# Text shown
Start of Block

The hardest thing about being a cannabis journalist is balancing productivity with all the weed I consume. While writing about weed for a living is a dream gig, I’ve lost countless days to overconsumption. Spiraling into the lazy vortex of bong rips and bad TV means deadlines begin to pile up like the emails in my inbox. The only thing I manage to answer on those days is a shameful “Yes” when Netflix asks if I’m still watching.
Before quarantine, I had been a sativa-only stoner for over a decade. Like many, I viewed indicas as a productivity-inhibiting treat reserved for after work or before bed, a desert but never a meal. Though I was aware of the controversy surrounding the incorrect labeling of flower as indica or sativa, the market doesn’t reflect the weed world’s relatively new aversion to this kind of distinction, and I didn’t realize just how incorrect I was. As someone who has adhered to that method of categorizing intoxication since high school, it was branded into my brain, an inherent bias I had yet to eradicate.

End of Block

[Saved entries]
Start of Block

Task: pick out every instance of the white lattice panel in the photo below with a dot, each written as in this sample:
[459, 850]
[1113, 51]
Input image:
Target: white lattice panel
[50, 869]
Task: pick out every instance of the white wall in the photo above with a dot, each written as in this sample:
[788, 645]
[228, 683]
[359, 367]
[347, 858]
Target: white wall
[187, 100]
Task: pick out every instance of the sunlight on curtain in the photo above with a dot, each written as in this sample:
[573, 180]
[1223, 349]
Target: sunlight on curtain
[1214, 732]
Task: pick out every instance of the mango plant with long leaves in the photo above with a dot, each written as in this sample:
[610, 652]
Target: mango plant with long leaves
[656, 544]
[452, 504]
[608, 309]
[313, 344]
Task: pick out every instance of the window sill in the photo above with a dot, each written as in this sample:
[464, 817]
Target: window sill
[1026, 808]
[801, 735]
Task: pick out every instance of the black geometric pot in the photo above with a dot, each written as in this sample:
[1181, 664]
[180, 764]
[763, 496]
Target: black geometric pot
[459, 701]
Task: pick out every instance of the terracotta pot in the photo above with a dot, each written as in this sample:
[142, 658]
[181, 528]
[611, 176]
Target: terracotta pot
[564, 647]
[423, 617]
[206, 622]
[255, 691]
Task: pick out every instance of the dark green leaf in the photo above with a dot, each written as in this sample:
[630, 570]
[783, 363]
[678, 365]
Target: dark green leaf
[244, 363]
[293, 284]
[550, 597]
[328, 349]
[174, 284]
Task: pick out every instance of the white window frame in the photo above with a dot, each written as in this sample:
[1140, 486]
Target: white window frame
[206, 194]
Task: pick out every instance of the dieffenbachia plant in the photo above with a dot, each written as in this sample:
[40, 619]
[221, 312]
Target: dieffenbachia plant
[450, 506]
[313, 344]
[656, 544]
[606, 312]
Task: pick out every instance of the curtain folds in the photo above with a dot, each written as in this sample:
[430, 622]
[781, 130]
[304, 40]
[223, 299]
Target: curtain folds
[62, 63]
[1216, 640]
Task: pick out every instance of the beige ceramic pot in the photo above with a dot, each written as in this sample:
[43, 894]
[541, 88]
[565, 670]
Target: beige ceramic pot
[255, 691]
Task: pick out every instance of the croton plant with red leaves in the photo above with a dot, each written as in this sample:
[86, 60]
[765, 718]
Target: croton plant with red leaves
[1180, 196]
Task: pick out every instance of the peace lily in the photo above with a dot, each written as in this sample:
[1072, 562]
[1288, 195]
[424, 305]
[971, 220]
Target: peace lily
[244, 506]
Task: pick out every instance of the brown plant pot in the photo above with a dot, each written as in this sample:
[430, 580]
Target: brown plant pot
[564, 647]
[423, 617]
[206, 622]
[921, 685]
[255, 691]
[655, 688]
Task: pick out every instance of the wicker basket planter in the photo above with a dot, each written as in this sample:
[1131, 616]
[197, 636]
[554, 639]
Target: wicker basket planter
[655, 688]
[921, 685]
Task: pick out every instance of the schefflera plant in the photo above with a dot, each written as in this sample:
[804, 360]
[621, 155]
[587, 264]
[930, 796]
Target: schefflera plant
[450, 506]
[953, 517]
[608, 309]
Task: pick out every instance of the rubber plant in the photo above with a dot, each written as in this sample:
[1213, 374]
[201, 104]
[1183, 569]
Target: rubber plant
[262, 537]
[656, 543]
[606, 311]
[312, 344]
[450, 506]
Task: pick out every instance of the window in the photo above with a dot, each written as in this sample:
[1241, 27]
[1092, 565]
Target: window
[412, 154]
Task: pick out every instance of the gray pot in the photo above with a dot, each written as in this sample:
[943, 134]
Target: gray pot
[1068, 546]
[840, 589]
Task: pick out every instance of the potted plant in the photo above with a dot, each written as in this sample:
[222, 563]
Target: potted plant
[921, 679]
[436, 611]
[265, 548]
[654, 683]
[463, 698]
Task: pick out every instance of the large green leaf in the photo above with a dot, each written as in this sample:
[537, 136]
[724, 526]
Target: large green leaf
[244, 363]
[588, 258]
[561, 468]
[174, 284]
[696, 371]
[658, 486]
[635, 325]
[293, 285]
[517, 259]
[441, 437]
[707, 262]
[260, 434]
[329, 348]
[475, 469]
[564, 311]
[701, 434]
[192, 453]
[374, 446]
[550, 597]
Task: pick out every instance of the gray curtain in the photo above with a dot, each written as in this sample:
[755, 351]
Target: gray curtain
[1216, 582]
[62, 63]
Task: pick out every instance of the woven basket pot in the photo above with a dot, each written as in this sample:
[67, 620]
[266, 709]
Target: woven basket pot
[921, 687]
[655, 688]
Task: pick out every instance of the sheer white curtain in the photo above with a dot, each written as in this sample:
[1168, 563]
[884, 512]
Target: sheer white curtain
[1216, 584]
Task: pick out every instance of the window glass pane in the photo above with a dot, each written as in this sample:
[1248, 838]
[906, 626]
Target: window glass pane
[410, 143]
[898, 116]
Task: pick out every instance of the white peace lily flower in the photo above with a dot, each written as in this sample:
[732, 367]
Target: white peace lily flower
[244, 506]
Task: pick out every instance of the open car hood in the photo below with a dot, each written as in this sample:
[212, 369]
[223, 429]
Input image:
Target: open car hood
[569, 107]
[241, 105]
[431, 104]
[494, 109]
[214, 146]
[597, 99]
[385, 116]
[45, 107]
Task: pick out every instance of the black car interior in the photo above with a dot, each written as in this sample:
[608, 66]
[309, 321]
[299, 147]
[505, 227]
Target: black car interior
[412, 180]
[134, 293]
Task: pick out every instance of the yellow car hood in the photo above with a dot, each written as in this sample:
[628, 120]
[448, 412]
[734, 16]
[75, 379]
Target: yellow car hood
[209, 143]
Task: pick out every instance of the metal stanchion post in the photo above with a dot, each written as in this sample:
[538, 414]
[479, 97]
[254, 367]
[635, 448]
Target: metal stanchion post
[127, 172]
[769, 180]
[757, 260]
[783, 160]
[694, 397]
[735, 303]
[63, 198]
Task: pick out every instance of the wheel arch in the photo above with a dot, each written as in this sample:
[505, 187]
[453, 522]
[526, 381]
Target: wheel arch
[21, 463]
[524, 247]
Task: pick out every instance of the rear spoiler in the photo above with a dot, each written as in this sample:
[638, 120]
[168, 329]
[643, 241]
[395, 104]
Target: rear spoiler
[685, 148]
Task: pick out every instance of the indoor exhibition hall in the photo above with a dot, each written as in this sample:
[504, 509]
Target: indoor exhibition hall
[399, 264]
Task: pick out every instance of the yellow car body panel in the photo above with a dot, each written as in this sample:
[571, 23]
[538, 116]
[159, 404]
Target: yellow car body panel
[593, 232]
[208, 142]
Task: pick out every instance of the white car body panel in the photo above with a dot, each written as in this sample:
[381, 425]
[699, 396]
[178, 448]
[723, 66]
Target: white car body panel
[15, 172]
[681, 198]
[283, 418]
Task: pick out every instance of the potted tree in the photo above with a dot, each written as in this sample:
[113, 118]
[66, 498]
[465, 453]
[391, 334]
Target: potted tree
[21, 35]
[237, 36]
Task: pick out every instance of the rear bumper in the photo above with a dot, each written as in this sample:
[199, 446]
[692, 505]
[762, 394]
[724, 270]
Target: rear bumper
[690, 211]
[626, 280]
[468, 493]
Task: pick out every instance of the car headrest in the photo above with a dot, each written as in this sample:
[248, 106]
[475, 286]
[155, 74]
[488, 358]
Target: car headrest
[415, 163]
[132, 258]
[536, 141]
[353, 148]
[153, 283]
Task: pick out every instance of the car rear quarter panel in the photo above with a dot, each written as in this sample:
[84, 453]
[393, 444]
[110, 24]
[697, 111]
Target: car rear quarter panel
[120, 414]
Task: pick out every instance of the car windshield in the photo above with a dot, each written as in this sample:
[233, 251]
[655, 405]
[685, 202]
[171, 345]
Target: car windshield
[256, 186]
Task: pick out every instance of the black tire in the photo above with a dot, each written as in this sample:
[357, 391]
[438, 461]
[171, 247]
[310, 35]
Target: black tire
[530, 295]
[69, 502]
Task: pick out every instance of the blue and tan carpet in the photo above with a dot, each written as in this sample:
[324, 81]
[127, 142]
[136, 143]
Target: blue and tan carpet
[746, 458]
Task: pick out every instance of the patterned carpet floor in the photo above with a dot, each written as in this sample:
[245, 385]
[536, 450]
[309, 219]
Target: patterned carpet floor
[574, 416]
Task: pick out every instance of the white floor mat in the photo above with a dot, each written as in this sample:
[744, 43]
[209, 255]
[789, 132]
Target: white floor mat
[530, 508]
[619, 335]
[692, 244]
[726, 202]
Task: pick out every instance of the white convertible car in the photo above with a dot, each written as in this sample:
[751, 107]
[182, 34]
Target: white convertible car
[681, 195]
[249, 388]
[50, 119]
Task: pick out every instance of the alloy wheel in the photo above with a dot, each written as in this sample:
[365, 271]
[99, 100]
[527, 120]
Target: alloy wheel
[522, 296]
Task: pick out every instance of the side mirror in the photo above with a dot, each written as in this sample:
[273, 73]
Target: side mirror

End of Block

# What to do
Copy out the entire passage above about cannabis journalism and productivity, word for word.

# Exercise solution
The hardest thing about being a cannabis journalist is balancing productivity with all the weed I consume. While writing about weed for a living is a dream gig, I’ve lost countless days to overconsumption. Spiraling into the lazy vortex of bong rips and bad TV means deadlines begin to pile up like the emails in my inbox. The only thing I manage to answer on those days is a shameful “Yes” when Netflix asks if I’m still watching.
Before quarantine, I had been a sativa-only stoner for over a decade. Like many, I viewed indicas as a productivity-inhibiting treat reserved for after work or before bed, a desert but never a meal. Though I was aware of the controversy surrounding the incorrect labeling of flower as indica or sativa, the market doesn’t reflect the weed world’s relatively new aversion to this kind of distinction, and I didn’t realize just how incorrect I was. As someone who has adhered to that method of categorizing intoxication since high school, it was branded into my brain, an inherent bias I had yet to eradicate.